I’ve noticed from my near constant reading about the great financiers, past and present that philanthropy and art collecting are common themes. It makes sense. Those are good ways to spend your time at the top of Maslow’s Triangle. Frick and Morgan and Getty and Guggenheim all amassed great collections and bequeathed those beautiful works for public consumption, along with monies to house and maintain them. Great feats of art collecting and philanthropy that have ensured the benefactors’ place in our collective esteem for the foreseeable forever. Andrew Mellon took it a step further. He founded, funded our National Gallery of Art, with private money – his own. He even bought the land, paid for the construction and donated all of the art.
But there is a level of grace to be attained beyond that of Collector/Philanthropist. That is The Patron. Artists make art. Great artists make great art. Patrons make great artists possible. Patronage is personally fulfilling, even soul satisfying, but I imagine, thankless work. If you’re not The Medici and financing the Renaissance, nobody knows or cares who you are. Artists go on to be celebrated and feted and they’ll thank you (maybe) when they give their speeches and Artists’ Talks, but The Patrons are not greatly acknowledged for their participation. You can put your name on a museum, but you can’t put your name on an artist. That’s tacky. The Patrons don’t seem to care though. They do it for love and are grateful to be able to.
"Artists make art. Great artists make great art. Patrons make great artists possible."
It’s nice having one’s name on buildings and brass plaques and such, but what we really want is a legacy of having made a better version of humanity possible. Good artists do that. I’m not a good artist. Neither are you. However, artists need food, shelter, wine and art supplies. That’s where our opportunity lies.
Consider becoming a Patron of the Arts. Artists need support. An artist’s life can be a hard life. I’m not a Creative, but if I were I imagine that mundane concerns like heating, illumination, nourishment et al would be a distraction from my creative flow.
Some contemporary heroes of Art Patronage are The Clark Hulings Foundation, New Jersey collector, Ron Ollie, Director and curator, Thelma Golden, at the Studio Museum in Harlem NYC, and the amazing Joyner/Giuffridas out in California.

_CHECK YOUR UNDERSTANDING_:
a. In the passage on art patronage, what did Andrew Mellon pay for besides donating all of the art to the National Gallery of Art?
b. Continue the passage on art patronage from its last sentence.

_GIVEN ENTRIES_:
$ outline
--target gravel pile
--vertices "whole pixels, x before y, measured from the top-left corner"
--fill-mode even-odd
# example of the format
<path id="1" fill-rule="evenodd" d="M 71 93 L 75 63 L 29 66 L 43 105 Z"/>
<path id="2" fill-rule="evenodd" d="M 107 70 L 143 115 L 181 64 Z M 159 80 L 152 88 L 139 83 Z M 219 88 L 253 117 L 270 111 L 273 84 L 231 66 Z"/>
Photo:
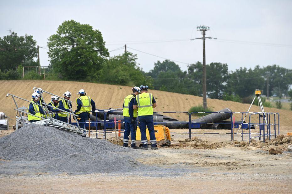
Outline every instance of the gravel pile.
<path id="1" fill-rule="evenodd" d="M 41 171 L 79 174 L 132 171 L 141 166 L 132 156 L 141 154 L 141 151 L 33 124 L 0 138 L 0 159 L 31 165 Z"/>

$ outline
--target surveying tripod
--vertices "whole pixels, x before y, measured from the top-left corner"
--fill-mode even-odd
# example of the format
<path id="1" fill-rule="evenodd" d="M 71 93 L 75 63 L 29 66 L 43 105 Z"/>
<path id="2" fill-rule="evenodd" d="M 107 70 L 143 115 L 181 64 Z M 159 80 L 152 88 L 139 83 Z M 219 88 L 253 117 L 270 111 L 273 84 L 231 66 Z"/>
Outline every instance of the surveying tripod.
<path id="1" fill-rule="evenodd" d="M 254 98 L 253 98 L 253 100 L 252 100 L 252 102 L 251 102 L 251 105 L 249 106 L 249 108 L 248 108 L 248 110 L 247 110 L 247 111 L 245 114 L 245 115 L 244 115 L 244 118 L 243 118 L 243 120 L 242 120 L 242 124 L 241 125 L 239 125 L 239 127 L 238 127 L 238 130 L 237 130 L 237 132 L 236 133 L 236 134 L 238 132 L 238 131 L 240 130 L 241 129 L 241 126 L 242 125 L 242 123 L 243 123 L 243 122 L 244 121 L 244 120 L 245 120 L 245 118 L 246 118 L 246 117 L 247 116 L 247 114 L 249 113 L 249 110 L 251 110 L 251 106 L 252 105 L 252 104 L 253 104 L 253 102 L 254 102 L 255 100 L 256 100 L 256 98 L 257 98 L 257 104 L 260 107 L 260 108 L 261 109 L 261 112 L 262 112 L 263 114 L 263 117 L 264 119 L 265 120 L 265 123 L 266 124 L 268 124 L 268 121 L 267 120 L 267 118 L 266 117 L 266 115 L 265 114 L 265 110 L 264 110 L 264 107 L 262 105 L 262 100 L 261 100 L 261 95 L 262 94 L 262 91 L 258 89 L 257 89 L 256 90 L 256 91 L 255 92 L 255 94 L 256 95 L 255 96 Z"/>

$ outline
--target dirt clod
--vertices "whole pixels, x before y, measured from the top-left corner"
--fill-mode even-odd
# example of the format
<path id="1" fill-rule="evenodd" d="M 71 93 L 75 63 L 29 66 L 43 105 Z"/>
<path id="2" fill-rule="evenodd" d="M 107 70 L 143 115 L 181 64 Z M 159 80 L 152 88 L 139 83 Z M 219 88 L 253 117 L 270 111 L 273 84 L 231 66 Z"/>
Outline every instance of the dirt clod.
<path id="1" fill-rule="evenodd" d="M 269 150 L 269 154 L 282 154 L 282 151 L 280 149 L 277 148 L 270 148 Z"/>

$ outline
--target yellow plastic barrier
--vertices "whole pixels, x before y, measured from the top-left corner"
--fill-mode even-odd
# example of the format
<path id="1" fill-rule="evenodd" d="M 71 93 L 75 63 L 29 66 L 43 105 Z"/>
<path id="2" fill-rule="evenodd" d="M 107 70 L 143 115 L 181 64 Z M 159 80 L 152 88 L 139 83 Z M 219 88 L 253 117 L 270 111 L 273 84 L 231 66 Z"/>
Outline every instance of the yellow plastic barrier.
<path id="1" fill-rule="evenodd" d="M 170 132 L 169 129 L 164 125 L 154 125 L 154 130 L 155 132 L 155 137 L 157 144 L 161 146 L 163 145 L 168 145 L 170 146 Z M 148 129 L 146 128 L 146 136 L 147 139 L 149 141 L 148 144 L 150 144 L 149 141 L 150 140 L 149 135 L 149 131 Z M 141 144 L 141 132 L 139 127 L 137 127 L 137 131 L 136 133 L 136 143 L 137 145 Z"/>

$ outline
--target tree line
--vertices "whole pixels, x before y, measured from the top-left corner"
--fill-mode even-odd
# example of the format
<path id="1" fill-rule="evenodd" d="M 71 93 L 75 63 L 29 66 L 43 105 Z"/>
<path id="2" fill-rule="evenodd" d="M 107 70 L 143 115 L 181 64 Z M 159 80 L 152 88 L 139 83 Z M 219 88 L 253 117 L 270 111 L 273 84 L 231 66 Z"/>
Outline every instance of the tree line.
<path id="1" fill-rule="evenodd" d="M 32 36 L 11 35 L 0 38 L 0 79 L 22 79 L 22 67 L 38 66 L 36 41 Z M 65 21 L 48 38 L 50 59 L 46 79 L 81 81 L 117 85 L 148 85 L 155 89 L 201 96 L 202 67 L 200 62 L 182 71 L 174 62 L 159 61 L 145 72 L 129 52 L 110 57 L 101 33 L 89 24 Z M 227 64 L 206 65 L 208 98 L 249 103 L 256 89 L 263 94 L 280 97 L 290 95 L 292 70 L 276 64 L 253 69 L 228 70 Z M 34 71 L 24 79 L 41 79 Z M 268 85 L 267 85 L 268 84 Z M 269 93 L 267 93 L 267 87 Z"/>

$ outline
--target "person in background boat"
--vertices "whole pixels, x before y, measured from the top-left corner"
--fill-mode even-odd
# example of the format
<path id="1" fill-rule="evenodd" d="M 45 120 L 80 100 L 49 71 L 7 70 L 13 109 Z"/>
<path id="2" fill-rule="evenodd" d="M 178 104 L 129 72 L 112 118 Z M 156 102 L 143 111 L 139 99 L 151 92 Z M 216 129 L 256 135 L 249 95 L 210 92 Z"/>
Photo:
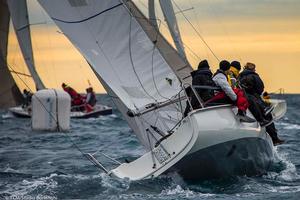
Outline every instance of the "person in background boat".
<path id="1" fill-rule="evenodd" d="M 210 70 L 210 66 L 207 60 L 202 60 L 198 64 L 198 69 L 191 72 L 192 76 L 192 86 L 195 87 L 196 92 L 198 93 L 201 100 L 204 102 L 214 96 L 214 91 L 212 89 L 203 89 L 197 88 L 197 86 L 210 86 L 214 87 L 215 83 L 212 80 L 213 73 Z M 197 97 L 195 94 L 190 91 L 191 104 L 193 109 L 200 107 Z M 190 111 L 190 105 L 187 103 L 186 109 L 184 111 L 184 116 L 187 116 L 187 113 Z"/>
<path id="2" fill-rule="evenodd" d="M 227 60 L 222 60 L 219 64 L 219 69 L 213 76 L 213 81 L 216 86 L 221 88 L 221 92 L 218 92 L 212 99 L 208 102 L 217 103 L 232 103 L 238 107 L 238 116 L 242 122 L 253 123 L 254 119 L 246 115 L 246 110 L 249 107 L 247 98 L 241 89 L 233 89 L 228 82 L 228 73 L 230 69 L 230 63 Z"/>
<path id="3" fill-rule="evenodd" d="M 71 97 L 71 106 L 75 108 L 76 111 L 84 110 L 84 98 L 76 92 L 72 87 L 68 86 L 65 83 L 62 83 L 62 88 L 65 92 L 67 92 Z M 72 109 L 73 109 L 72 108 Z"/>
<path id="4" fill-rule="evenodd" d="M 96 95 L 92 87 L 86 89 L 86 99 L 85 99 L 85 110 L 86 112 L 91 112 L 94 110 L 94 106 L 97 103 Z"/>
<path id="5" fill-rule="evenodd" d="M 265 124 L 267 125 L 266 131 L 271 136 L 273 144 L 274 145 L 282 144 L 284 140 L 278 138 L 275 124 L 271 122 L 273 120 L 271 114 L 272 107 L 270 107 L 270 104 L 266 103 L 261 98 L 261 95 L 264 91 L 264 83 L 255 71 L 256 71 L 255 64 L 247 63 L 244 67 L 244 70 L 239 76 L 240 85 L 245 89 L 248 99 L 252 102 L 251 104 L 257 105 L 259 107 L 258 109 L 260 110 L 260 113 L 255 112 L 255 110 L 257 109 L 253 109 L 253 110 L 250 109 L 252 114 L 257 118 L 262 118 L 260 120 L 268 122 Z"/>
<path id="6" fill-rule="evenodd" d="M 263 100 L 264 100 L 268 105 L 271 105 L 270 99 L 271 99 L 271 97 L 270 97 L 269 93 L 268 93 L 268 92 L 264 92 L 264 93 L 263 93 Z"/>
<path id="7" fill-rule="evenodd" d="M 23 90 L 24 103 L 22 105 L 23 108 L 27 108 L 31 105 L 32 93 L 26 89 Z"/>
<path id="8" fill-rule="evenodd" d="M 241 63 L 238 61 L 232 61 L 228 73 L 228 82 L 232 88 L 238 88 L 238 76 L 241 71 Z"/>

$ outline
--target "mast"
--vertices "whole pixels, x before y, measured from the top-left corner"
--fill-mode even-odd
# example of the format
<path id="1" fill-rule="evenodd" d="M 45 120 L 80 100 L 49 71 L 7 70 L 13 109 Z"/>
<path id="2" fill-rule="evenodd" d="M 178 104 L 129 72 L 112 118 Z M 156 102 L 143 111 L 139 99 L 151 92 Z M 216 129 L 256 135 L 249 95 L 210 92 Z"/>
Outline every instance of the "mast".
<path id="1" fill-rule="evenodd" d="M 165 20 L 167 22 L 169 31 L 175 43 L 176 49 L 180 56 L 185 61 L 187 61 L 172 2 L 171 0 L 160 0 L 159 3 L 164 14 Z"/>
<path id="2" fill-rule="evenodd" d="M 45 85 L 40 79 L 34 64 L 27 1 L 7 0 L 7 4 L 22 55 L 35 82 L 36 89 L 44 89 Z"/>
<path id="3" fill-rule="evenodd" d="M 23 96 L 7 65 L 9 19 L 6 0 L 0 0 L 0 108 L 12 107 L 23 101 Z"/>

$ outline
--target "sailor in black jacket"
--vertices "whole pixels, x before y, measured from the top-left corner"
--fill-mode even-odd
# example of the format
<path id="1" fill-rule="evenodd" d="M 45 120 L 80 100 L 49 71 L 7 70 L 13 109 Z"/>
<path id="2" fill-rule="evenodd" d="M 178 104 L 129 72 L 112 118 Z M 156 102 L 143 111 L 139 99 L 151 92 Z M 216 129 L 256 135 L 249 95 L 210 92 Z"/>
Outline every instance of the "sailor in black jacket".
<path id="1" fill-rule="evenodd" d="M 213 74 L 210 71 L 210 67 L 207 60 L 202 60 L 198 65 L 198 69 L 196 71 L 191 72 L 192 85 L 195 87 L 215 86 L 215 83 L 212 80 L 212 75 Z M 195 90 L 200 96 L 200 98 L 203 100 L 203 102 L 207 101 L 208 99 L 214 96 L 214 91 L 211 89 L 195 88 Z M 193 109 L 199 108 L 200 104 L 195 94 L 191 92 L 190 96 L 191 96 L 191 104 Z M 186 109 L 184 111 L 184 116 L 187 116 L 189 111 L 190 111 L 190 105 L 187 103 Z"/>
<path id="2" fill-rule="evenodd" d="M 265 86 L 259 75 L 255 72 L 255 65 L 247 63 L 245 69 L 239 75 L 239 82 L 248 94 L 260 96 Z"/>
<path id="3" fill-rule="evenodd" d="M 193 86 L 215 86 L 212 80 L 212 72 L 209 69 L 209 64 L 207 60 L 202 60 L 198 65 L 198 70 L 193 71 L 192 75 L 192 85 Z M 211 89 L 199 89 L 196 88 L 201 99 L 205 102 L 214 96 L 213 90 Z"/>
<path id="4" fill-rule="evenodd" d="M 273 144 L 282 144 L 284 140 L 278 138 L 275 124 L 273 122 L 269 123 L 269 121 L 272 121 L 271 113 L 265 114 L 268 105 L 261 98 L 265 86 L 259 75 L 255 72 L 255 67 L 255 64 L 247 63 L 239 75 L 239 83 L 247 93 L 247 98 L 250 102 L 249 110 L 262 126 L 269 124 L 266 126 L 266 131 L 271 136 Z"/>

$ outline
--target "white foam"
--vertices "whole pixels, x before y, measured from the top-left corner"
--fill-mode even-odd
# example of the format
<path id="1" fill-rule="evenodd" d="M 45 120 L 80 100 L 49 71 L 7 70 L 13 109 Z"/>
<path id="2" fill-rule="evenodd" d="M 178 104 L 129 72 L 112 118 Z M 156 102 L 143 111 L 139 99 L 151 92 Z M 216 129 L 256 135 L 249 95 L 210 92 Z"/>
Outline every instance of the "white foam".
<path id="1" fill-rule="evenodd" d="M 286 129 L 286 130 L 292 130 L 292 129 L 300 130 L 299 124 L 291 124 L 291 123 L 286 123 L 286 122 L 279 122 L 276 124 L 279 126 L 283 126 L 283 129 Z"/>
<path id="2" fill-rule="evenodd" d="M 296 166 L 290 160 L 288 160 L 288 154 L 278 152 L 277 147 L 275 147 L 274 152 L 275 152 L 274 154 L 275 161 L 283 162 L 285 165 L 285 169 L 279 173 L 269 172 L 267 176 L 272 179 L 289 181 L 289 182 L 300 179 L 300 175 L 297 173 Z"/>
<path id="3" fill-rule="evenodd" d="M 214 196 L 214 194 L 210 193 L 196 193 L 189 189 L 183 189 L 180 185 L 176 185 L 172 188 L 163 190 L 160 196 L 180 196 L 180 198 L 195 198 L 195 197 L 210 197 Z"/>
<path id="4" fill-rule="evenodd" d="M 53 191 L 57 187 L 57 182 L 52 179 L 53 175 L 49 177 L 41 177 L 35 180 L 26 180 L 24 179 L 17 184 L 7 185 L 7 193 L 11 194 L 12 197 L 28 196 L 38 188 L 43 188 L 44 191 Z M 51 197 L 56 198 L 56 197 Z"/>
<path id="5" fill-rule="evenodd" d="M 10 118 L 14 118 L 14 115 L 10 112 L 3 114 L 2 119 L 10 119 Z"/>

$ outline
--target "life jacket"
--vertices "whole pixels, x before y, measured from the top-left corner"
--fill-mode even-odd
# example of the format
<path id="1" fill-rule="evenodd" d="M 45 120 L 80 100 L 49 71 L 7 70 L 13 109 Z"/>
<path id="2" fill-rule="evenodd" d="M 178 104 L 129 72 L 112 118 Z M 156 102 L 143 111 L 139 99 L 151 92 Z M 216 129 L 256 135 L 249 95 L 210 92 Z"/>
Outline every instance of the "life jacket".
<path id="1" fill-rule="evenodd" d="M 94 92 L 91 92 L 91 97 L 89 99 L 89 102 L 87 102 L 88 104 L 90 104 L 91 106 L 96 105 L 97 99 L 96 99 L 96 95 Z"/>
<path id="2" fill-rule="evenodd" d="M 236 69 L 235 67 L 230 67 L 229 74 L 227 75 L 227 80 L 229 82 L 229 85 L 232 88 L 238 87 L 238 82 L 237 82 L 238 75 L 239 75 L 239 70 Z"/>
<path id="3" fill-rule="evenodd" d="M 216 73 L 214 73 L 213 77 L 215 77 L 217 74 L 224 74 L 224 76 L 226 77 L 226 79 L 228 81 L 228 77 L 227 77 L 227 75 L 225 74 L 225 72 L 223 70 L 218 69 L 216 71 Z"/>
<path id="4" fill-rule="evenodd" d="M 237 96 L 237 100 L 235 102 L 235 105 L 238 107 L 239 110 L 246 111 L 249 107 L 249 102 L 248 102 L 243 90 L 241 90 L 239 88 L 235 88 L 235 89 L 233 89 L 233 91 Z M 207 105 L 208 103 L 212 103 L 212 102 L 215 102 L 215 101 L 220 100 L 220 99 L 224 99 L 226 97 L 227 96 L 226 96 L 225 92 L 223 92 L 223 91 L 218 92 L 213 98 L 206 101 L 204 103 L 204 105 Z"/>

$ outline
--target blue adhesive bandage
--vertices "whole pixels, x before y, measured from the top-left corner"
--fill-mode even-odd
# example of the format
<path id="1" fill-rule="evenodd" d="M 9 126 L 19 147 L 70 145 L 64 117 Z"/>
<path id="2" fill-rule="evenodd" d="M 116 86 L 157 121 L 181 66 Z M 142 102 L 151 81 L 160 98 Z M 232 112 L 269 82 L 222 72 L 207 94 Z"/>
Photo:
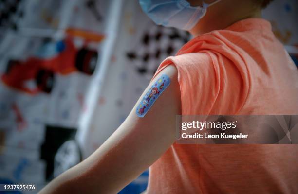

_ANSWERS TO THE PROBLEMS_:
a. He bought the land and paid for the construction.

b.
Clark Hulings was an American painter who wanted to enable artists to make a living from their work. He provided for such through his Estate. The fund does an amazing job of preparing artists for the entrepreneurial part of artist’s life.
Ron Ollie is my mentor and good friend and a lifetime patron of great artists. Ron did so on a more personal level. He likes to spend time with artists, many of whom became lifelong friends. They’d talk, laugh, eat, drink, and Ron would pick up the tab. He’d help his friends with expenses for travel, supplies, even rent sometimes, and they would make art. He knows that what they were doing was important and good for humanity. He wanted to be sure they were able to do it.
Thelma Golden uses her position and influence in the art world to introduce important young artists to collectors, curators and the world. It is largely through Ms Golden’s efforts and Patronage that the world knows and enjoys the genius that is Kehinde Wiley.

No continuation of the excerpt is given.